» What you need to do: Keep the pictures out of your copy. Transcribe the records below exactly.

» Working data:
_____

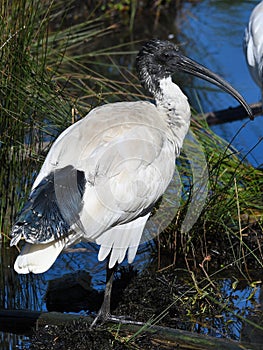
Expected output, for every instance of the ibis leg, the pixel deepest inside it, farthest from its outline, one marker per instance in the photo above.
(104, 312)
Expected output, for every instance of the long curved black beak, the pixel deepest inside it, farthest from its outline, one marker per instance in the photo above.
(190, 66)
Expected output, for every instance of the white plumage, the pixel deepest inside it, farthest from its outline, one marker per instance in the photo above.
(103, 175)
(253, 44)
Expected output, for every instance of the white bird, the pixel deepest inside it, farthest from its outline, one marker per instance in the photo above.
(103, 175)
(253, 45)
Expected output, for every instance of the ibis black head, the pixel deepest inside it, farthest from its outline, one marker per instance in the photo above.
(159, 59)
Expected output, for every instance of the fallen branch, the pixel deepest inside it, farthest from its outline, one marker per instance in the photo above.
(17, 320)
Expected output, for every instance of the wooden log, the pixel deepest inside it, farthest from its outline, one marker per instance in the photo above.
(17, 320)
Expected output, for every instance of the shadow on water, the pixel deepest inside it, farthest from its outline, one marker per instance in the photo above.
(30, 292)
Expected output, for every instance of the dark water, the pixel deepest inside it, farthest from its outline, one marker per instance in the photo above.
(211, 32)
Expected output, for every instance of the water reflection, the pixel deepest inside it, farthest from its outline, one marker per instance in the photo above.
(212, 33)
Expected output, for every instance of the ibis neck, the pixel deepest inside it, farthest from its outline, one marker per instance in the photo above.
(171, 101)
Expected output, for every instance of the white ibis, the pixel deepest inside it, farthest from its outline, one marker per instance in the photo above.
(253, 44)
(103, 175)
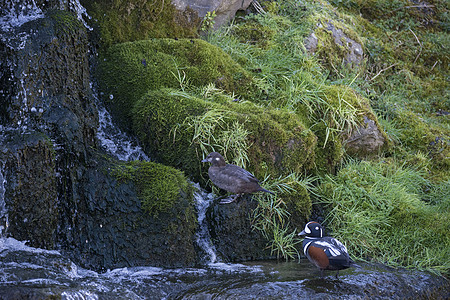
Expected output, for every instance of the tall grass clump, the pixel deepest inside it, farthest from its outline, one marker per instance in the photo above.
(271, 216)
(385, 212)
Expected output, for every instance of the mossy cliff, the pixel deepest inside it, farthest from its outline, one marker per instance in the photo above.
(124, 21)
(357, 79)
(278, 142)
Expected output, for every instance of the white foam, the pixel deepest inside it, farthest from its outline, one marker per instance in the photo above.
(12, 244)
(202, 201)
(16, 17)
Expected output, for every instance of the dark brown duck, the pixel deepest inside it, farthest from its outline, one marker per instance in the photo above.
(231, 178)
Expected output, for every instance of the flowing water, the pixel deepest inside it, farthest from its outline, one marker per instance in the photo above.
(33, 273)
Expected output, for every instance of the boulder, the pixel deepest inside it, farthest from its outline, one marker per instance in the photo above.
(224, 9)
(366, 139)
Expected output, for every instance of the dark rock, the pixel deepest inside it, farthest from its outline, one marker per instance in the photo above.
(109, 228)
(232, 233)
(59, 192)
(366, 139)
(32, 195)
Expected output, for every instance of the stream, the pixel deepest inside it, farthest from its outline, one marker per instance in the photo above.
(33, 273)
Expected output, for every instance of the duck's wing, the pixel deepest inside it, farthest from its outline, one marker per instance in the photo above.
(238, 172)
(333, 248)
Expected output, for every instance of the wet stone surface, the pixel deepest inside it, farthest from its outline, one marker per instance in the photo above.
(33, 273)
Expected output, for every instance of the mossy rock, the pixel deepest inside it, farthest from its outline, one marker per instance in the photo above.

_____

» Answer to this task:
Expected output, for every instance of the ibis leg, the pixel deepest inside it, farthest from its outline, one marker per instance in the photo above.
(104, 312)
Expected output, for every instance of the long curved black beak, the pixel deepest inside it, farthest from its outline, one marker per instance in the photo above.
(190, 66)
Expected output, for every instance of the white plumage, the pixel deepest inside it, farthest from its outline, one marker per instance in the photo above.
(103, 175)
(253, 44)
Expected output, for every instance of the white bird, the pixel deepest inside it, farthest from its outline, one marker per instance in the photo above.
(103, 175)
(253, 45)
Expected output, for every instance of the ibis black head, the pixel deepest inside it, farthest from its outline, one marker per instance in the photo above.
(159, 59)
Expected output, for every instance of the fallen branch, the pixel deepest inside it, farthest from its outline, one marker per instance in the photo above.
(17, 320)
Expected output, for every instance of the wooden log, the pixel deepest inside it, farthest from its outline, one marker per instance in the photo above.
(17, 320)
Expected output, for every instance of the shadow on water, the pixel deepest inside it, farthest from its outline, one marker per instance in the photo above.
(30, 292)
Expected output, for every instance of the dark water, the pixel deepest inside it, farthest from its outline, one marker per instance in the photo above.
(211, 32)
Expected output, for every instance of the water reflection, the pixel deepest inside it, farthest from its outline, one marker per instance in the photo above.
(212, 33)
Expected output, for every instance of the ibis neck, the pixel deepest inside it, farthest from its outline, one marker per instance in the photo above.
(171, 101)
Expected output, for every instance of the white ibis, the pixel deepest inside it, farthest from its outline, one marker per instance in the photo above.
(253, 44)
(103, 175)
Expected output, for every instance of the tall grass clump, the pixel deepest inside it, farthest from its outline, one marker per instance in the photo above.
(271, 216)
(385, 212)
Expected output, for every instance of the mossy cliff, the pixel deepest inside it, farthest from its outline, one marker per instance in the photo above.
(124, 21)
(357, 79)
(278, 142)
Expected output, for every instance of the white foam, the pixel deepest inside it, farthest from its outline, one marker per instance in the photo above.
(12, 244)
(202, 201)
(16, 17)
Expected output, for every instance of the dark brown duck, the pixel deepest inside it, farthest from its outline, one marker per instance in the photo above.
(231, 178)
Expected output, for every instance of the flowing water, the pixel deepest inside it, farthest from its outline, one marker per instance in the photo above.
(33, 273)
Expected output, for every instance of the boulder, the pixel deepest inside it, farthest from its outline, one marker per instance in the photo above.
(224, 9)
(366, 139)
Expected output, for every instance of the dark rock, the pixel deepest inside it, farthest from its outline, one marker per instance in the photo above.
(109, 228)
(232, 233)
(59, 192)
(366, 139)
(32, 195)
Expected output, for every instance of the stream, the pixel deepest inside it, farthest from its outline, one marker per instance in the photo above.
(33, 273)
Expected output, for every instance of the duck's wing, the pixel deepest inside it, farthest from its outline, one marker per instance in the photo above.
(238, 172)
(333, 248)
Expected output, for every instance of the wet stone surface, the pixel deepest inside it, farthest from its outline, one marker per instance in the photo above.
(33, 273)
Expected output, for every instance of the mossy rock, the pixel deepest inside it, farthest from its outline, one marker per instance in the photo above.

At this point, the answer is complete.